• **Extract provided**:
★ ★ ★ ★ ★
Thomas Elisha Winn (May 21, 1839 – June 5, 1925) was an American attorney and politician who served as a member of the United States House of Representatives for Georgia's 9th congressional district from 1891 to 1893.

==Early life and education==
Born near Athens, Georgia, Winn was the second child of Richard Dickinson and Charlotte Mitchell Winn. Winn attended Carrollton (Georgia) Masonic Institute, and graduated from Emory and Henry College. He studied law and was admitted to the bar in 1861 and commenced practice in Alpharetta, Georgia.

== Career ==
He entered the Confederate States Army as a first lieutenant in 1861.
He was promoted to captain, then major, and finally a lieutenant colonel, in the Twenty-fourth Regiment, Georgia Infantry. He served with Lee's army (Army of Northern Virginia) until the close of the Civil War. After the War, he resumed his law practice in Milton County, Georgia, and served as solicitor of the county court for two years. In 1868 Winn left the law and pursued agriculture full-time, except for civic duties.
★ ★ ★ ★ ★
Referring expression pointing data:
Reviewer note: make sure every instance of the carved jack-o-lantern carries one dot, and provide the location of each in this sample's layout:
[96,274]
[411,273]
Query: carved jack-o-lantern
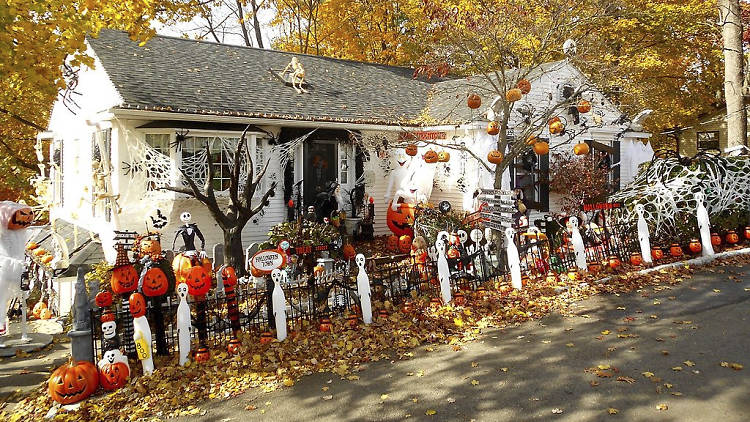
[73,382]
[124,279]
[198,281]
[155,282]
[401,219]
[113,375]
[495,157]
[137,305]
[430,157]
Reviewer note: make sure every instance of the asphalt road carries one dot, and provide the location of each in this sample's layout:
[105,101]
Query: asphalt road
[538,371]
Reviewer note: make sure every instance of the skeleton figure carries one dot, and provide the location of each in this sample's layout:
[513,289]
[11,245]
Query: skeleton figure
[363,289]
[188,231]
[279,303]
[183,324]
[298,74]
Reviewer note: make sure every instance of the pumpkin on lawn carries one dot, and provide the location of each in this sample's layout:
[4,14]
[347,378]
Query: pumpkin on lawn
[73,382]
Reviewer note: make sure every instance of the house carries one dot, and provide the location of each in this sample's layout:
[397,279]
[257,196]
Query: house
[145,113]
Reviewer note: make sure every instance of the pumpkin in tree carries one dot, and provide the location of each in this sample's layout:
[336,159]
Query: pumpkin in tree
[73,382]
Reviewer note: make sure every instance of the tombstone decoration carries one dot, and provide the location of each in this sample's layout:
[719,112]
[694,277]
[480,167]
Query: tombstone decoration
[279,303]
[704,224]
[183,324]
[363,289]
[514,262]
[644,239]
[141,332]
[444,274]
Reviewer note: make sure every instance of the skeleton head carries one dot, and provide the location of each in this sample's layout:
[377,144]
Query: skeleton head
[109,329]
[182,290]
[476,236]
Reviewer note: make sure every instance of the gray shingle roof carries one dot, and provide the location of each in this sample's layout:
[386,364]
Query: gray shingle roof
[181,75]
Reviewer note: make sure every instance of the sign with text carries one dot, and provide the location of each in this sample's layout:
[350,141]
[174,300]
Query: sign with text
[267,260]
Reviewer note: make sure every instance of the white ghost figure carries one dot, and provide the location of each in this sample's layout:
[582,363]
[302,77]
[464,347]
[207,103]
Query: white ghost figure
[183,324]
[444,274]
[142,331]
[113,356]
[643,235]
[514,262]
[363,289]
[279,303]
[579,249]
[704,224]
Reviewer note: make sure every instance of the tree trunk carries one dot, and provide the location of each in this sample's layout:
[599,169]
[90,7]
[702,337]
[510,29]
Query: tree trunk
[731,31]
[234,254]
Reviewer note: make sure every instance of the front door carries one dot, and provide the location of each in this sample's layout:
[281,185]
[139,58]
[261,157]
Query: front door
[320,170]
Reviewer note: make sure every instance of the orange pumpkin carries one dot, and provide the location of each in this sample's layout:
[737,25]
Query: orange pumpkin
[675,250]
[695,246]
[411,150]
[493,127]
[473,101]
[430,157]
[524,86]
[513,95]
[541,148]
[495,157]
[73,382]
[581,149]
[349,251]
[113,375]
[401,219]
[584,106]
[103,299]
[198,281]
[137,305]
[124,279]
[636,259]
[234,346]
[155,282]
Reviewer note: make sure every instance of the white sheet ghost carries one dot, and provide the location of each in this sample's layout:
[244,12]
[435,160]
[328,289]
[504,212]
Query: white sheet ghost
[514,262]
[579,249]
[183,324]
[444,274]
[704,224]
[363,289]
[279,303]
[643,235]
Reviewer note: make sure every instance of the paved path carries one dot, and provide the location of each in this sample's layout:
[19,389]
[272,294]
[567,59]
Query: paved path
[705,320]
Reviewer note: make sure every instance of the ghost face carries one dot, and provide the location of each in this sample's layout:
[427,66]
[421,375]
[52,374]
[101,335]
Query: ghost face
[360,260]
[182,290]
[109,329]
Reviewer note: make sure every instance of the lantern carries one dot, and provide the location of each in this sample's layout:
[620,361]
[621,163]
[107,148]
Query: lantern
[675,250]
[495,157]
[73,382]
[657,253]
[411,150]
[541,148]
[473,101]
[695,246]
[581,149]
[493,128]
[524,85]
[636,259]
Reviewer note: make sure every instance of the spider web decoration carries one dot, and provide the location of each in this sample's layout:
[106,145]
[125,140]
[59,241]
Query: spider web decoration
[667,187]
★ ★ ★ ★ ★
• **About this exercise**: Please quote the part of the Thomas Elisha Winn extract from "Thomas Elisha Winn" up to and including "in Alpharetta, Georgia.".

• **Result of this task**:
Thomas Elisha Winn (May 21, 1839 – June 5, 1925) was an American attorney and politician who served as a member of the United States House of Representatives for Georgia's 9th congressional district from 1891 to 1893.

==Early life and education==
Born near Athens, Georgia, Winn was the second child of Richard Dickinson and Charlotte Mitchell Winn. Winn attended Carrollton (Georgia) Masonic Institute, and graduated from Emory and Henry College. He studied law and was admitted to the bar in 1861 and commenced practice in Alpharetta, Georgia.